Dataset excerpts on object pointing:
————
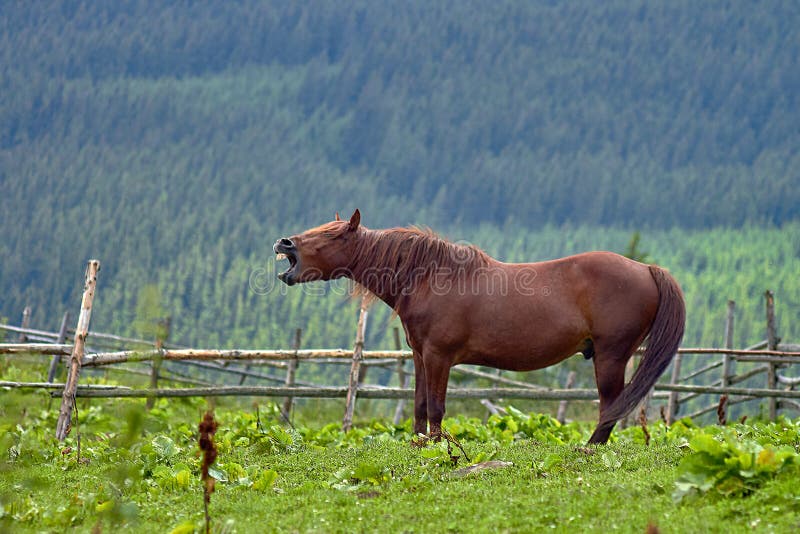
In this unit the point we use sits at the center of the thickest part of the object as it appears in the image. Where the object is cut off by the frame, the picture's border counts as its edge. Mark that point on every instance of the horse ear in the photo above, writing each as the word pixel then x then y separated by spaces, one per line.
pixel 355 220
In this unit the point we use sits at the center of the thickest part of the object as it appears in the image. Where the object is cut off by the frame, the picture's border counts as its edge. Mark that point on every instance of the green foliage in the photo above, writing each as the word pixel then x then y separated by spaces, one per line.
pixel 320 478
pixel 731 466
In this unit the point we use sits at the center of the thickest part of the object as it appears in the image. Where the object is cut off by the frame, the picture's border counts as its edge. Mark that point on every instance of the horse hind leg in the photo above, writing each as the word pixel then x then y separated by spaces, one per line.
pixel 609 371
pixel 420 396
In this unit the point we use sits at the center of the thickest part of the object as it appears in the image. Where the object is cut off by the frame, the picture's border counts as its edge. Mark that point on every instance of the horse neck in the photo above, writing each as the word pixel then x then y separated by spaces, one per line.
pixel 373 270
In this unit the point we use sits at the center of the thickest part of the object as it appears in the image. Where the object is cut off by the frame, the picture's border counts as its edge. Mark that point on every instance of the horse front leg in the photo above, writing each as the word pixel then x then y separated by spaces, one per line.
pixel 437 373
pixel 420 396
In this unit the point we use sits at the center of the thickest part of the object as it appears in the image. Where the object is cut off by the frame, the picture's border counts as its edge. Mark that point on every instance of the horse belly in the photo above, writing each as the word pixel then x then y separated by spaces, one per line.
pixel 525 343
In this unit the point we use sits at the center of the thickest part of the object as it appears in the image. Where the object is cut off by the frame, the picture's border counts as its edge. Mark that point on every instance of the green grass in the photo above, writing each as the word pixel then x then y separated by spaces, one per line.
pixel 141 474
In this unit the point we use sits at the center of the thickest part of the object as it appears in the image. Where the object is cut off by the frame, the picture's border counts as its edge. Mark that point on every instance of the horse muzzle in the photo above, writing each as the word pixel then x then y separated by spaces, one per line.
pixel 285 248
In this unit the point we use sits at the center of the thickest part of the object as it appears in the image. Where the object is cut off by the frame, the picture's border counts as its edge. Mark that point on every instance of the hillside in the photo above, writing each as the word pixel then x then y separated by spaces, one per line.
pixel 176 143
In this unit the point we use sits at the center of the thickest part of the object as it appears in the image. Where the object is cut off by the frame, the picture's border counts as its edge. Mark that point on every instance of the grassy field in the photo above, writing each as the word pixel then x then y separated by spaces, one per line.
pixel 138 471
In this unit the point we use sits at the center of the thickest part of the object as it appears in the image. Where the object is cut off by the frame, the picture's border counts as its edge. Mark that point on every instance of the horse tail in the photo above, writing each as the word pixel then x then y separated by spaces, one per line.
pixel 665 336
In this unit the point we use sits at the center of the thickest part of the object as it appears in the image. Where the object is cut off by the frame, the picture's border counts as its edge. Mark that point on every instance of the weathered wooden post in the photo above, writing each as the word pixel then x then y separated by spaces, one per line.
pixel 673 404
pixel 81 331
pixel 402 378
pixel 772 344
pixel 727 361
pixel 561 415
pixel 291 370
pixel 62 337
pixel 155 364
pixel 352 390
pixel 24 324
————
Given problem | Write out the rows between the line holding "of the hillside" and the line holding "pixel 665 336", inclusive, switching "thickest" to "widest" and keeping everything else the same.

Output |
In this unit the point we use sits at the center of the widest part of the object as it appears in the image. Where the object is cut off by the frame, the picture's border counts as its edge. Mark that point on every instance of the hillside in the photo above, writing each as the word pixel then x then y separated by spaces, one per line.
pixel 176 143
In this unit the point we use sits at the center of the widest part of the object as it appears in the image. Where the object is cut off by the frame, the picture's border counts as its edge. Mark that point on every instance of the grassy field in the photo above, writing each as the word pixel then x then y separated by spaces, one per line.
pixel 138 471
In this unit the point we use sits at the center of the widest part of the object as it appears in the image. Where the object is cut off by the frame, the picture's border counts as its edge. Mark that point on every instance of the horse tail in the photo above, writing each as the word pixel then x then y separated by spaces, one per line.
pixel 665 336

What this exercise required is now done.